Problem to work on
The response is to be the full listing, set down exactly.

Given data
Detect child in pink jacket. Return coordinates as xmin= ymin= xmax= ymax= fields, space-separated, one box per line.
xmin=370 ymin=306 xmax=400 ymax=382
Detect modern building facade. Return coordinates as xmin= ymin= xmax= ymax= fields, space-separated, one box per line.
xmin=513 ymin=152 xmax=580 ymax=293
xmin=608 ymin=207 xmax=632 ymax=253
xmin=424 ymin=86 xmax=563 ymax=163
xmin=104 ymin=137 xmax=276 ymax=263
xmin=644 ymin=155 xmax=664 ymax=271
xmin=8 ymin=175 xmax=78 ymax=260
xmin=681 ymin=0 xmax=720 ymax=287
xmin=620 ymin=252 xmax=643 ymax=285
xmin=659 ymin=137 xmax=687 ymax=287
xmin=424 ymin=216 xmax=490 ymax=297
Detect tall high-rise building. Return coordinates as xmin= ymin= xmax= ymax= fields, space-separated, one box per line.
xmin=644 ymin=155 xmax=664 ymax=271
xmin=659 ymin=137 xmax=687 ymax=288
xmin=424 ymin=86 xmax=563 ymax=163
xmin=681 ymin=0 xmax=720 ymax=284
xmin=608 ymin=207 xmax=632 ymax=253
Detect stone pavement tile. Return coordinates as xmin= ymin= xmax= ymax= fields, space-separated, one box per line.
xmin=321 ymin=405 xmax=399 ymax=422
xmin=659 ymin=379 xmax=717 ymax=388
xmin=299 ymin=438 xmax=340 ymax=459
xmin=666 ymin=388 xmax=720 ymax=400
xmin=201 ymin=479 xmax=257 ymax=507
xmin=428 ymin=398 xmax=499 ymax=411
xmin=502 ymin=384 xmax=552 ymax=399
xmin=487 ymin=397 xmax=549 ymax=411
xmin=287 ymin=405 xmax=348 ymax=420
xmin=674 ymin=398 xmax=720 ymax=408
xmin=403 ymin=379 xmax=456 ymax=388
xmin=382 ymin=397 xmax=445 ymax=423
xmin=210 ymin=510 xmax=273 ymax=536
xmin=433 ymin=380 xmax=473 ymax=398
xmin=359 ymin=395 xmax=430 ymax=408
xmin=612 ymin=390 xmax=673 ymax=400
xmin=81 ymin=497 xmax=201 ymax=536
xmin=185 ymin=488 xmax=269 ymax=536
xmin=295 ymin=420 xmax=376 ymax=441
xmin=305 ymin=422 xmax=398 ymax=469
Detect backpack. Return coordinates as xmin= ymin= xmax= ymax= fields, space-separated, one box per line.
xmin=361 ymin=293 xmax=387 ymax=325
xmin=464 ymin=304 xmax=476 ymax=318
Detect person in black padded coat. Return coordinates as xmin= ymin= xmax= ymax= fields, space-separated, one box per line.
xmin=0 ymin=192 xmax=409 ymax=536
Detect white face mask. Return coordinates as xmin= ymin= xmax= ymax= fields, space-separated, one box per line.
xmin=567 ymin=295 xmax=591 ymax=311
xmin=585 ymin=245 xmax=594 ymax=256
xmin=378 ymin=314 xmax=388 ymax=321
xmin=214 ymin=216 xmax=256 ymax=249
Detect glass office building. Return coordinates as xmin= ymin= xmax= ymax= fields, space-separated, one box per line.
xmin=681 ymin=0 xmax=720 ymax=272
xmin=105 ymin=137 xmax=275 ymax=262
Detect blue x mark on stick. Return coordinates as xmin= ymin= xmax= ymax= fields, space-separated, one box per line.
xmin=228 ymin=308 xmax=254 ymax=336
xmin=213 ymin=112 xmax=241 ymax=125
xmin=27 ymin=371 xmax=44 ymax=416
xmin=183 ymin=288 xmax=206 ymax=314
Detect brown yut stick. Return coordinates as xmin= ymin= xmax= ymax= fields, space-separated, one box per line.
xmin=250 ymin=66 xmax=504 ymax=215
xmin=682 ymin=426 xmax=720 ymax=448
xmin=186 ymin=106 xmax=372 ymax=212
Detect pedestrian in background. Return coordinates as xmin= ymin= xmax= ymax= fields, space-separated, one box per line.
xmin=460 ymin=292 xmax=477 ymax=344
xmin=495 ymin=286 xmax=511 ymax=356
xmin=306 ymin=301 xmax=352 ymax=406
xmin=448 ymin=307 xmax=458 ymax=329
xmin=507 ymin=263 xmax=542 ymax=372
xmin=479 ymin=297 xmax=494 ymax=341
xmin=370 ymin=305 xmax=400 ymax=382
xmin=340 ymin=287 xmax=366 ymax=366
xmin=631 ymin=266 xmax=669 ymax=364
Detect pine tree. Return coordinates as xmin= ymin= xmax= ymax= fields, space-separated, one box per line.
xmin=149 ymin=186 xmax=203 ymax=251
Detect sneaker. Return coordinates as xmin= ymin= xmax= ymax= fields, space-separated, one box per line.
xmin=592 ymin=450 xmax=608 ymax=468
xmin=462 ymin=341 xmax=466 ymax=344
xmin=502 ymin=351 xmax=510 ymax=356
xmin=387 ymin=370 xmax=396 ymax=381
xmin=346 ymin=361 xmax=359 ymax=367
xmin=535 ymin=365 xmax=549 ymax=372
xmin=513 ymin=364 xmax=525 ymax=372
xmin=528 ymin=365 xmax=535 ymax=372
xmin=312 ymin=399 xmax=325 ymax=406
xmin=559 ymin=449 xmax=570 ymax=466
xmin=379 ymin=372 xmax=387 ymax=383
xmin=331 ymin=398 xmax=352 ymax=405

The completed task
Detect child in pink jacket. Return coordinates as xmin= ymin= xmax= ymax= fields, space-separated, one box per line.
xmin=370 ymin=306 xmax=400 ymax=382
Detect modern building facade. Return coordinates as xmin= ymin= xmax= ymax= fields, space-separated, one box per line.
xmin=513 ymin=152 xmax=580 ymax=293
xmin=608 ymin=207 xmax=632 ymax=253
xmin=424 ymin=86 xmax=563 ymax=163
xmin=104 ymin=137 xmax=276 ymax=263
xmin=644 ymin=155 xmax=664 ymax=271
xmin=8 ymin=175 xmax=78 ymax=260
xmin=681 ymin=0 xmax=720 ymax=287
xmin=620 ymin=252 xmax=643 ymax=285
xmin=659 ymin=137 xmax=687 ymax=287
xmin=424 ymin=216 xmax=490 ymax=297
Detect tall high-rise building. Return coordinates as xmin= ymin= xmax= ymax= fields, space-separated, one box per line.
xmin=644 ymin=155 xmax=664 ymax=271
xmin=659 ymin=137 xmax=687 ymax=288
xmin=424 ymin=86 xmax=563 ymax=163
xmin=681 ymin=0 xmax=720 ymax=284
xmin=608 ymin=207 xmax=632 ymax=253
Detect stone pavement tile. Return coordinates as xmin= ymin= xmax= ymax= fields, space-separated, one box per line.
xmin=321 ymin=405 xmax=399 ymax=422
xmin=659 ymin=379 xmax=717 ymax=388
xmin=299 ymin=438 xmax=340 ymax=459
xmin=666 ymin=388 xmax=720 ymax=400
xmin=201 ymin=479 xmax=257 ymax=507
xmin=428 ymin=398 xmax=499 ymax=411
xmin=502 ymin=384 xmax=552 ymax=399
xmin=487 ymin=397 xmax=549 ymax=411
xmin=287 ymin=405 xmax=348 ymax=420
xmin=674 ymin=398 xmax=720 ymax=408
xmin=403 ymin=379 xmax=456 ymax=388
xmin=382 ymin=397 xmax=445 ymax=423
xmin=210 ymin=510 xmax=273 ymax=536
xmin=433 ymin=380 xmax=473 ymax=398
xmin=359 ymin=395 xmax=430 ymax=408
xmin=612 ymin=390 xmax=673 ymax=400
xmin=81 ymin=497 xmax=201 ymax=536
xmin=185 ymin=488 xmax=269 ymax=536
xmin=295 ymin=420 xmax=376 ymax=441
xmin=305 ymin=422 xmax=398 ymax=469
Detect backpack. Return coordinates as xmin= ymin= xmax= ymax= fields, space-separated, one box per line.
xmin=361 ymin=293 xmax=387 ymax=325
xmin=464 ymin=304 xmax=476 ymax=318
Detect person in black padded coat. Return coordinates as xmin= ymin= xmax= ymax= fields, space-separated, one box per line.
xmin=0 ymin=192 xmax=409 ymax=536
Detect white face mask. Return coordinates as xmin= ymin= xmax= ymax= fields, space-separated, one box per line.
xmin=567 ymin=295 xmax=591 ymax=311
xmin=585 ymin=245 xmax=594 ymax=256
xmin=378 ymin=314 xmax=388 ymax=321
xmin=214 ymin=216 xmax=256 ymax=249
Detect glass office building. Return coordinates as xmin= ymin= xmax= ymax= fields, space-separated, one box per line.
xmin=681 ymin=0 xmax=720 ymax=272
xmin=105 ymin=137 xmax=275 ymax=262
Detect blue x mark on stick. Return coordinates as xmin= ymin= xmax= ymax= fields, space-separated, one box per line.
xmin=228 ymin=308 xmax=254 ymax=336
xmin=213 ymin=112 xmax=241 ymax=125
xmin=27 ymin=371 xmax=44 ymax=416
xmin=183 ymin=288 xmax=206 ymax=314
Detect brown yut stick. Return coordinates as xmin= ymin= xmax= ymax= fields, space-separated, one box per line.
xmin=250 ymin=66 xmax=504 ymax=215
xmin=682 ymin=426 xmax=720 ymax=448
xmin=186 ymin=106 xmax=372 ymax=212
Detect pedestrian in background. Return coordinates as xmin= ymin= xmax= ymax= fields, space-separated, one box per line.
xmin=460 ymin=292 xmax=477 ymax=344
xmin=495 ymin=286 xmax=511 ymax=356
xmin=306 ymin=301 xmax=352 ymax=406
xmin=448 ymin=307 xmax=458 ymax=329
xmin=507 ymin=263 xmax=542 ymax=372
xmin=479 ymin=297 xmax=494 ymax=341
xmin=370 ymin=305 xmax=400 ymax=382
xmin=340 ymin=287 xmax=366 ymax=366
xmin=631 ymin=266 xmax=669 ymax=364
Detect pine tree. Return coordinates as xmin= ymin= xmax= ymax= fields, space-separated, one box per line.
xmin=149 ymin=186 xmax=203 ymax=251
Detect sneaker. Return coordinates as xmin= ymin= xmax= ymax= fields, space-separated, one box per line.
xmin=592 ymin=450 xmax=608 ymax=468
xmin=462 ymin=341 xmax=466 ymax=344
xmin=502 ymin=351 xmax=510 ymax=356
xmin=387 ymin=370 xmax=396 ymax=381
xmin=346 ymin=361 xmax=359 ymax=367
xmin=535 ymin=365 xmax=549 ymax=372
xmin=513 ymin=364 xmax=525 ymax=372
xmin=528 ymin=365 xmax=535 ymax=372
xmin=312 ymin=399 xmax=325 ymax=406
xmin=559 ymin=449 xmax=570 ymax=466
xmin=379 ymin=372 xmax=387 ymax=383
xmin=331 ymin=398 xmax=352 ymax=405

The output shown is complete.